• [Page extract]:
┄┄┄┄┄┄

Tips for the discerned lady traveler

As a seasoned lady traveler, I thought I'd share some tips with you, still fresh in my mind from my recent week of leisure in Northern Spain.

1). Opt for the most luxurious accommodations your pocket book can afford you. Being a more adventurous traveler, I often find myself far away from my many summer estates, which often requires adapting to more bourgeois living arrangements, with a staff that is unaccustomed to my rigid requirements. When selecting such accommodations, consider the calibre of the fellow lodgers, as the inevitable exchange of pleasantries may be required, and you'll want to find yourself amongst the gentility of your peerage. I usually find the fellow lodgers at the Ritz hotels to be of a tolerable cultivation, and it is hence a suitable compromise when I find myself on the road. If this is not feasible, a lady like myself may just have to deal with the beer filled fuckers flying the pirate flag at the next tent over.



2). Upon making your reservations, insist on ocean views when seaside. I highly recommend requesting a suite with a wet bar stocked with the finest imported beverages, a grand piano for nightly entertaining and separate sleeping quarters featuring a king-sized mattress of the highest orthopedic advancements. But if need be, you can always just chuck all your shit into a two sleeper and pump the air back into your mattress in the middle of the night in the pouring rain.



3). Be sure to select among your staff the chauffeur with the most experience in mechanics for untimely roadside repairs. Remember your rank and resist the temptation to get out of the car to help. You may, however, bark orders from behind the windshield and act like a pissy bitch tapping on the glass and pointing out what he's doing wrong.




4). If local giants move in on you and make attempts at intimidation, use your wit and charm to gain their confidence.



Failing that, throw those bitches down with your weak ass trembling quadriceps, but remember, your knees will actually come in handy afterward, when you need to run to the outhouse in the middle of the night.



5). Have your staff pack your trunks lightly. You would be surprised at how a simple pair of black Jimmy Choo pumps can transition perfectly from a daytime stroll of fine shopping to the nightly entertainment offered at cocktail hour. A T-shirt can also easily substitute for a turban, should the scalp scorching sun require it, like if you decide to hike 12 kilometres up a horseshit mountain at high noon.



6). When making a wine selection, opt for a Le Montrachet DRC 1978, served only in the finest hand blown Venetian crystal goblets. If you find this superb choice unavailable, a Carlos Serres 2005 will also do, or as my travel companion likes to refer to it, "the best shit at the camp store", served in a plastic cup.

┄┄┄┄┄┄

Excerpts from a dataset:
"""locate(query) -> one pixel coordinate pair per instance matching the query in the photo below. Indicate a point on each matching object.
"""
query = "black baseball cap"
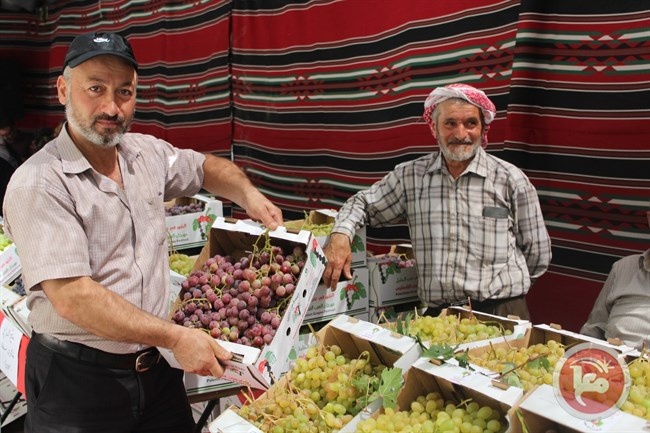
(89, 45)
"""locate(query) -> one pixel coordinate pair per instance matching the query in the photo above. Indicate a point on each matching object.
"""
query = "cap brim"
(89, 55)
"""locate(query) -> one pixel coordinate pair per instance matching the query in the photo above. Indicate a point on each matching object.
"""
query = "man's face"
(458, 130)
(99, 99)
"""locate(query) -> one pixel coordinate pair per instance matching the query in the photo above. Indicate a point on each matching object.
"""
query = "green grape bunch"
(431, 414)
(324, 390)
(524, 367)
(452, 329)
(181, 263)
(638, 399)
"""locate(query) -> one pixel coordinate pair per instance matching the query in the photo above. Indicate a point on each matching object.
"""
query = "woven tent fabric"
(578, 123)
(317, 99)
(182, 49)
(328, 95)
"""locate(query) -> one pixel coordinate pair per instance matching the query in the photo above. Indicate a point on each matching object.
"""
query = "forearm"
(100, 311)
(225, 179)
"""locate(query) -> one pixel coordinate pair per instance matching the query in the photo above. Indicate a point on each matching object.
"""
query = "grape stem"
(501, 375)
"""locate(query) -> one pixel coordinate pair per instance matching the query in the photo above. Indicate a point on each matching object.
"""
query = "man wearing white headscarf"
(477, 230)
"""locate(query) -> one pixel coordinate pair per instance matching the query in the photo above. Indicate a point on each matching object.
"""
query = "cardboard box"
(10, 267)
(541, 334)
(327, 216)
(389, 283)
(261, 368)
(541, 412)
(13, 352)
(390, 313)
(424, 377)
(191, 230)
(354, 337)
(350, 297)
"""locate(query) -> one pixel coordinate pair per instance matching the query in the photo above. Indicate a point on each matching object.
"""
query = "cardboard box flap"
(576, 337)
(352, 335)
(237, 237)
(241, 369)
(230, 422)
(543, 403)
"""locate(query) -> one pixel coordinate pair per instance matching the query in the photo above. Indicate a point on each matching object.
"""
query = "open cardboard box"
(350, 298)
(544, 333)
(423, 378)
(10, 267)
(327, 216)
(236, 238)
(354, 337)
(541, 412)
(518, 328)
(191, 230)
(390, 284)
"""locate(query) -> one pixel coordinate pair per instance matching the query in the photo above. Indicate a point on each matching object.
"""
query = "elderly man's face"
(458, 130)
(99, 99)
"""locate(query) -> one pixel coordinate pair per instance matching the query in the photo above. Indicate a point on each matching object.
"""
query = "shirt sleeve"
(532, 237)
(596, 323)
(379, 205)
(52, 241)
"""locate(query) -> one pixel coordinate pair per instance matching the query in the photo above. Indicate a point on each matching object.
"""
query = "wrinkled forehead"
(458, 106)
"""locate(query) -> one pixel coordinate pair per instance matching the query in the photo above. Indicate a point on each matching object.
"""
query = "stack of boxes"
(351, 297)
(190, 230)
(513, 408)
(393, 283)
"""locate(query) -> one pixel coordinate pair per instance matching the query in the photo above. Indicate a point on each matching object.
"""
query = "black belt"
(140, 361)
(476, 305)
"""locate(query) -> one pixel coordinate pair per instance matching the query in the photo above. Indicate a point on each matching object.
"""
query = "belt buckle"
(140, 366)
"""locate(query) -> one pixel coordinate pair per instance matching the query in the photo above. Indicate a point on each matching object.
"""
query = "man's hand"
(259, 208)
(199, 353)
(339, 258)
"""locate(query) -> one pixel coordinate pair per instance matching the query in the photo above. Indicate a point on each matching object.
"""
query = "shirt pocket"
(155, 218)
(489, 238)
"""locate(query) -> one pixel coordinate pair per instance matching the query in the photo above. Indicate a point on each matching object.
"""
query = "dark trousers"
(499, 307)
(66, 395)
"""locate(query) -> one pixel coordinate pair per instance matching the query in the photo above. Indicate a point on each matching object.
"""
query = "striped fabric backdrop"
(317, 99)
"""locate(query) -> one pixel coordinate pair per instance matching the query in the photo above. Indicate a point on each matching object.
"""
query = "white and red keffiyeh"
(464, 91)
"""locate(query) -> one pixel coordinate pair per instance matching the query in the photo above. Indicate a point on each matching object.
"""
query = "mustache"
(455, 141)
(115, 118)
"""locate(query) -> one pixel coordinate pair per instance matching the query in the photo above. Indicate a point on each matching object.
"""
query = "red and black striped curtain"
(317, 99)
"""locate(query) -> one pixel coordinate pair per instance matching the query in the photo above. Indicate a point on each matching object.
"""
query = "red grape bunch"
(241, 300)
(177, 209)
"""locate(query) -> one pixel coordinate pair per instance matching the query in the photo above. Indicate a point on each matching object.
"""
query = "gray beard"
(104, 141)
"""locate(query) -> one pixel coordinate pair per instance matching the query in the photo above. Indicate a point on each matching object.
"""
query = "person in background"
(475, 222)
(87, 215)
(8, 160)
(622, 307)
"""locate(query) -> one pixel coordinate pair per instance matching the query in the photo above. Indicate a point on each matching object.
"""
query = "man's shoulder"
(423, 162)
(495, 163)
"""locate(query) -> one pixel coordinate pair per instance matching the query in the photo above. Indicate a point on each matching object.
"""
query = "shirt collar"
(73, 160)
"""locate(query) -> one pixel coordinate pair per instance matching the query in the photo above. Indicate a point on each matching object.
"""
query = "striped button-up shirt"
(481, 235)
(68, 220)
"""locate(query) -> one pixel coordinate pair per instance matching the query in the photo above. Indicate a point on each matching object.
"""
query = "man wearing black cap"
(87, 214)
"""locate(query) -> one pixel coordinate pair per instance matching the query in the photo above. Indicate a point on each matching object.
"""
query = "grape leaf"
(512, 379)
(391, 382)
(463, 360)
(541, 362)
(440, 351)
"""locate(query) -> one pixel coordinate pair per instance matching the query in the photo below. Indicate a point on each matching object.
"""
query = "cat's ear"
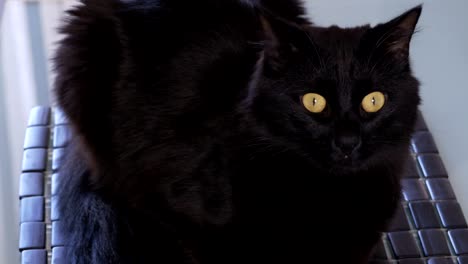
(281, 41)
(395, 36)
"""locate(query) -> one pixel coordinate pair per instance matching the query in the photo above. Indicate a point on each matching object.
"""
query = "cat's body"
(192, 145)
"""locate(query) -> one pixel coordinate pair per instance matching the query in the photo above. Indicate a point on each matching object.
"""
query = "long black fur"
(191, 143)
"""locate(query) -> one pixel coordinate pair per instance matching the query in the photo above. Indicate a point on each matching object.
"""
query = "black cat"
(230, 131)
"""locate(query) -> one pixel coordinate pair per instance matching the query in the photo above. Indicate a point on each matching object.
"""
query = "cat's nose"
(347, 143)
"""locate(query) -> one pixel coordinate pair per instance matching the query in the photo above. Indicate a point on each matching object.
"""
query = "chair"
(429, 226)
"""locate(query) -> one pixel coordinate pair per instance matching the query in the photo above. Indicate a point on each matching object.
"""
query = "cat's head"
(346, 98)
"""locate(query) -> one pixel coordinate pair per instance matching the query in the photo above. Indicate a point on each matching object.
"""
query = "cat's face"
(345, 98)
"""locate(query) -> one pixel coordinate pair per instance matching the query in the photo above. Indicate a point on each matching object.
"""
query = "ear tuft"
(396, 34)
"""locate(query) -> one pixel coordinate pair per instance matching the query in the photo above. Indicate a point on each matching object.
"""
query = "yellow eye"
(314, 103)
(373, 102)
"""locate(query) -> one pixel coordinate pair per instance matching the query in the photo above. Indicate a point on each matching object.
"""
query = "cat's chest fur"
(274, 205)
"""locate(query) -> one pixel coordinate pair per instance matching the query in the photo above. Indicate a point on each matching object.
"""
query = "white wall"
(440, 60)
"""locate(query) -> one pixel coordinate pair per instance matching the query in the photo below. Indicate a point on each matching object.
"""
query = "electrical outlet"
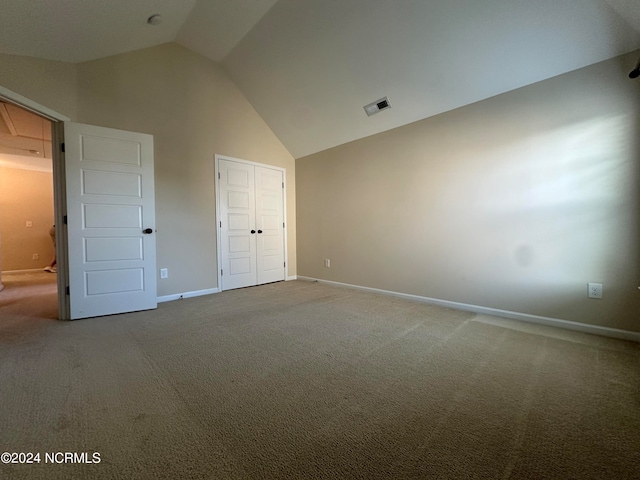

┄┄┄┄┄┄

• [What you need to do]:
Answer these questions using the travel tips:
(a) At which hotels does the writer find fellow lodgers of tolerable cultivation?
(b) How many kilometers long is the hike up the mountain mentioned in the tip on packing?
(c) What wine will also do if the Le Montrachet DRC 1978 is unavailable?

• [Completed exercise]:
(a) The Ritz hotels.
(b) 12 kilometers.
(c) A Carlos Serres 2005.